## Description of the task
Please recast all of the records below as a numbered list, leaving out any blank lines.

----------

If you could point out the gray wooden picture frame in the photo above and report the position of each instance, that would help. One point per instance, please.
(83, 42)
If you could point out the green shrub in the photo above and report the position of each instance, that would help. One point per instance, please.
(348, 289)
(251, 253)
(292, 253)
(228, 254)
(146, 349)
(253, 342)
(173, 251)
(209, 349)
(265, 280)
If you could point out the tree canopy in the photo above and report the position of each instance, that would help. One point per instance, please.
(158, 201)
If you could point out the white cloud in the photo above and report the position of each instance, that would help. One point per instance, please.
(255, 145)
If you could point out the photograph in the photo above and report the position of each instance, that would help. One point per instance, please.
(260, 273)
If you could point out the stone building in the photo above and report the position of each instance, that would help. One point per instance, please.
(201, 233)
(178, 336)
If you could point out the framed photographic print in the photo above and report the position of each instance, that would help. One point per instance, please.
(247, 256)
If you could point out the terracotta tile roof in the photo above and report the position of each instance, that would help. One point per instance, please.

----------

## Solution to this exercise
1. If you could point out the gray wooden picture frame in the photo above and report the position of each instance, that would help. One point per instance, please.
2. (83, 42)
3. If you could point out the green shrub in the photo above and report the position of each instance, that would help. One point per instance, please.
4. (348, 289)
5. (251, 253)
6. (292, 253)
7. (228, 254)
8. (146, 349)
9. (253, 342)
10. (173, 251)
11. (209, 349)
12. (265, 280)
13. If you could point out the tree canopy in the photo above and report the position of each instance, that would help. One point per instance, please.
14. (158, 201)
15. If you could point out the white cloud in the photo above and report the position of each instance, that would help. One point per instance, please.
16. (255, 145)
17. If you could point out the photograph in the photo above and report the position of each instance, that would help. One point per instance, please.
18. (260, 273)
19. If you could point out the stone building in the photo above and report the position of each instance, that would help. One point per instance, please.
20. (201, 233)
21. (178, 336)
22. If you could point out the framed photographic print in the photo above and report the position of each instance, that would help. One point per instance, please.
23. (247, 256)
24. If you could point out the terracotta tile roof in the photo above and report the position of each instance, that would help. One point per instance, please.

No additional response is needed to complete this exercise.